Instruções da tarefa
Reproduza na íntegra e sem qualquer alteração o excerto sobre a economia digital e o risco de uma guerra fria digital.

Acresce que a economia digital da 4ª inovação disruptiva pode colocar-nos perante uma dolorosa bifurcação, porque o risco existe e os sinais já aí estão. No plano da macropolítica podemos estar perante a iminência de uma guerra fria digital entre os EUA e a CHINA, a julgar pelas sucessivas retaliações em redor da rede 5G.

Essa bifurcação poderia, no limite, conduzir-nos à formação de internet nacionais e, mesmo, a uma espécie de nova geração de acordos de limitação de armas de destruição cibernéticas. Depois das armas nucleares, químicas e biológicas, seria agora a vez das armas cibernéticas e, desta vez, com um enfoque muito em especial nos campos e efeitos de radiação eletromagnética.

Por outro lado, no plano da micropolítica, iremos assistir à formação e proliferação de territórios-plataforma, comunidades inteligentes de âmbito geográfico muito variado e atores-rede administrando uma nova geração de bens e serviços comuns no quadro de redes descentralizadas.

Mas, também, a formação de muitas bolhas mais ou menos tribais nas redes sociais, logo, mais efeitos internos e externos, um risco moral elevado e a emergência de outros tantos passageiros clandestinos e caçadores furtivos.

Dados fornecidos

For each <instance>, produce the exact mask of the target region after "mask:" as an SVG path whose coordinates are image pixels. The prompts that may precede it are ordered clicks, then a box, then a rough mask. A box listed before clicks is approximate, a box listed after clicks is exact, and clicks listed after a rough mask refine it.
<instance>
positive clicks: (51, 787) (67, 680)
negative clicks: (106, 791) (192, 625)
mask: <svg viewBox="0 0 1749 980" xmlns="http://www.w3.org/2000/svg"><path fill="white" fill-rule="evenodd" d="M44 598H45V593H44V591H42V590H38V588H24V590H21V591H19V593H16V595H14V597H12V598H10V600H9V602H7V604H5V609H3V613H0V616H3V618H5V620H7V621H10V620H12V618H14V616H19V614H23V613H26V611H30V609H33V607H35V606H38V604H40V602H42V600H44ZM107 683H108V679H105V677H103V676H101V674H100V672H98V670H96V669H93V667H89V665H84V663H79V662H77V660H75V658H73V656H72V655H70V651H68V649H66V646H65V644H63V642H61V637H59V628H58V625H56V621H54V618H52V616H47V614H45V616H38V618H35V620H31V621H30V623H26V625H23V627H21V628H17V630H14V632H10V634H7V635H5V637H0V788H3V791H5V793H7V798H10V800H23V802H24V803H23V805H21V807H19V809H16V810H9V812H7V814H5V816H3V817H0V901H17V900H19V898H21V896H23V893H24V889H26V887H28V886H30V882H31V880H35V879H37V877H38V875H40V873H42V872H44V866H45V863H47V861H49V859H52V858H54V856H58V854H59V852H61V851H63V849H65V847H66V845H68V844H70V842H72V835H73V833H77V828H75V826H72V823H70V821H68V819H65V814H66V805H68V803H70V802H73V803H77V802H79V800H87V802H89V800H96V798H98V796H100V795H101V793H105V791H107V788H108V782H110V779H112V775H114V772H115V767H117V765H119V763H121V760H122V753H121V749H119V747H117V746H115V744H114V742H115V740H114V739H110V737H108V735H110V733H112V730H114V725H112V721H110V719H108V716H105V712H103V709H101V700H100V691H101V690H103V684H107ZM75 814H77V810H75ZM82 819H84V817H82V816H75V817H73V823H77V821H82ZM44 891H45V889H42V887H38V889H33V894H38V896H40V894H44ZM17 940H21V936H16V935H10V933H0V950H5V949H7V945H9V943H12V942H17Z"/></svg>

Resposta escrita
Acresce que a economia digital da 4ª inovação disruptiva pode colocar-nos perante uma dolorosa bifurcação, porque o risco existe e os sinais já aí estão. No plano da macropolítica podemos estar perante a iminência de uma guerra fria digital entre os EUA e a CHINA, a julgar pelas sucessivas retaliações em redor da rede 5G.

Essa bifurcação poderia, no limite, conduzir-nos à formação de internet nacionais e, mesmo, a uma espécie de nova geração de acordos de limitação de armas de destruição cibernéticas. Depois das armas nucleares, químicas e biológicas, seria agora a vez das armas cibernéticas e, desta vez, com um enfoque muito em especial nos campos e efeitos de radiação eletromagnética.

Por outro lado, no plano da micropolítica, iremos assistir à formação e proliferação de territórios-plataforma, comunidades inteligentes de âmbito geográfico muito variado e atores-rede administrando uma nova geração de bens e serviços comuns no quadro de redes descentralizadas.

Mas, também, a formação de muitas bolhas mais ou menos tribais nas redes sociais, logo, mais efeitos internos e externos, um risco moral elevado e a emergência de outros tantos passageiros clandestinos e caçadores furtivos.